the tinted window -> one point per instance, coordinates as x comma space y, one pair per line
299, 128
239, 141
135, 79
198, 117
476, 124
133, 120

▶ [AUFGABENSTELLUNG] Dupliziere sämtliche Zeilen oben vollständig und zeichengetreu.

▶ [LÖSUNG]
the tinted window -> one point per instance, coordinates as x comma space y, one pair per line
299, 128
239, 141
135, 79
198, 117
476, 124
133, 120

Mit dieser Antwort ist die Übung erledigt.